— begin —

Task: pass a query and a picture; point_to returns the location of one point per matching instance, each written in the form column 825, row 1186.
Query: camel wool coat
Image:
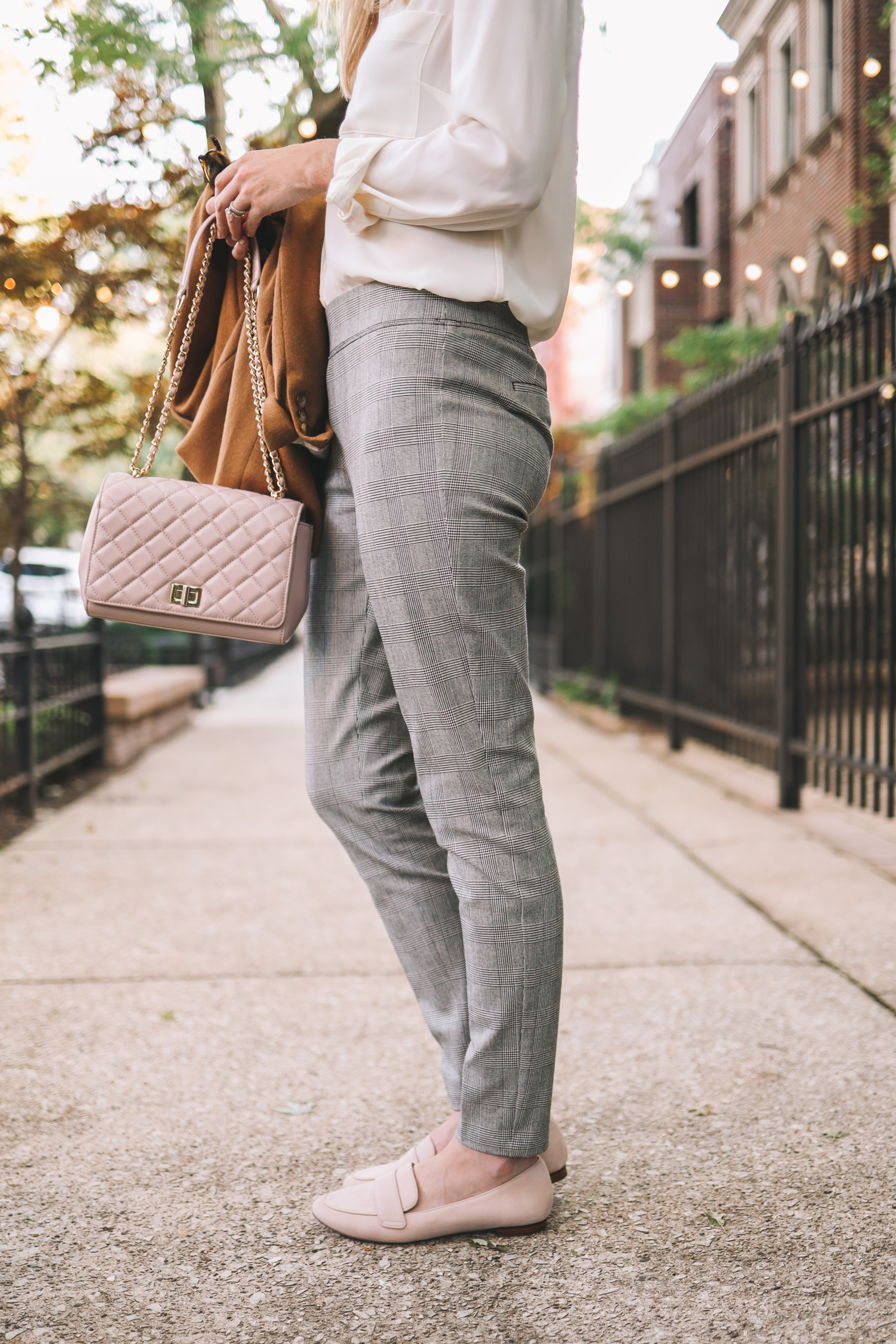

— end —
— begin —

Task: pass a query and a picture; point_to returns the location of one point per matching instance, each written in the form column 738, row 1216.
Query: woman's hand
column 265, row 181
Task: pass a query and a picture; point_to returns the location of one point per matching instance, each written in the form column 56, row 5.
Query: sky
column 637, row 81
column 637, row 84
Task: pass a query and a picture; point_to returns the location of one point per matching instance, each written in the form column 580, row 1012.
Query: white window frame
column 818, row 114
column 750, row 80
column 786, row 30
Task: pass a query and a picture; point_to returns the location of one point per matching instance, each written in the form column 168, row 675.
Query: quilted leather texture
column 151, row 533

— end —

** What is being asked **
Print the lines above without any changes, starting at the line that contains "column 56, row 5." and ending at the line that contains "column 151, row 533", with both of those lines included.

** Task solution **
Task: pass a query and a picture; point_to returns the location of one point per matching instance, each written in the form column 56, row 5.
Query: sky
column 637, row 81
column 637, row 84
Task: pass a query and a picture; point_to returns the location of one point per matching instance, each written in the form column 580, row 1012.
Query: white window frame
column 818, row 114
column 750, row 80
column 786, row 30
Task: pass a query and a picture; point_to returns the location of one point per matching instance, each written in the form column 168, row 675.
Query: quilted leather texture
column 151, row 533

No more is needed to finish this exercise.